■ **Work request**: Images embedded in the records are excluded; print everything else exactly as given.
————
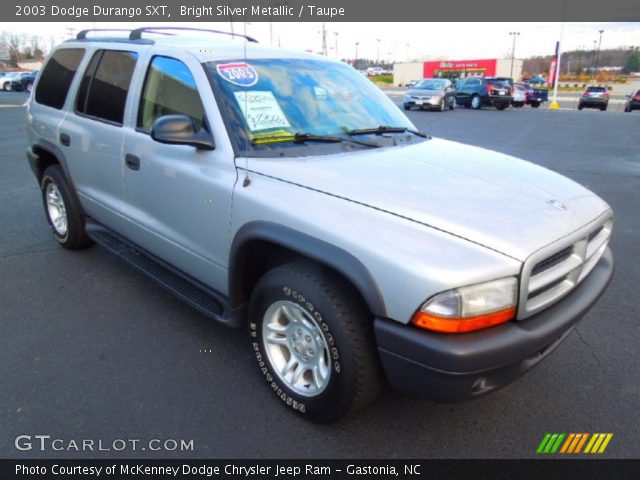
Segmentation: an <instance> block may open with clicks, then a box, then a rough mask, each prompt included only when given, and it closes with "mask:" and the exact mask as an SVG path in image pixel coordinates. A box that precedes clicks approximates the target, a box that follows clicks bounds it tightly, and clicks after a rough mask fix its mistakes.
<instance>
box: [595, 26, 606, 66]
mask: <svg viewBox="0 0 640 480" xmlns="http://www.w3.org/2000/svg"><path fill="white" fill-rule="evenodd" d="M598 33H600V41H599V42H598V52H597V53H596V75H597V74H598V67H599V66H600V47H601V46H602V34H603V33H604V30H598ZM594 42H595V41H594Z"/></svg>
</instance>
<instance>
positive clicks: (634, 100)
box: [624, 88, 640, 113]
mask: <svg viewBox="0 0 640 480" xmlns="http://www.w3.org/2000/svg"><path fill="white" fill-rule="evenodd" d="M633 110H640V88H639V89H637V90H636V91H635V92H633V93H632V94H631V95H627V101H626V102H625V104H624V111H625V112H627V113H628V112H631V111H633Z"/></svg>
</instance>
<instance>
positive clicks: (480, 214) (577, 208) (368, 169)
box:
————
■ **Response**:
Segmentation: an <instance> block may open with clicks, then a box, then a rough mask, each prompt included only when given, and it closes with "mask:" and the exact mask as an SVG path in image pixel coordinates. A box that precedes clicks approximates the target, a box that follows clicks bounds it tightly, and clicks after a rough mask fix its mistakes.
<instance>
box: [595, 26, 606, 66]
mask: <svg viewBox="0 0 640 480" xmlns="http://www.w3.org/2000/svg"><path fill="white" fill-rule="evenodd" d="M598 33H600V41H599V42H598V52H597V53H596V75H597V74H598V67H599V66H600V47H601V46H602V34H603V33H604V30H598ZM594 42H595V41H594Z"/></svg>
</instance>
<instance>
positive clicks: (634, 100)
box: [624, 88, 640, 113]
mask: <svg viewBox="0 0 640 480" xmlns="http://www.w3.org/2000/svg"><path fill="white" fill-rule="evenodd" d="M633 110H640V88H639V89H637V90H636V91H635V92H633V93H632V94H631V95H627V101H626V102H625V104H624V111H625V112H627V113H628V112H631V111H633Z"/></svg>
</instance>
<instance>
positive clicks: (480, 214) (577, 208) (368, 169)
box:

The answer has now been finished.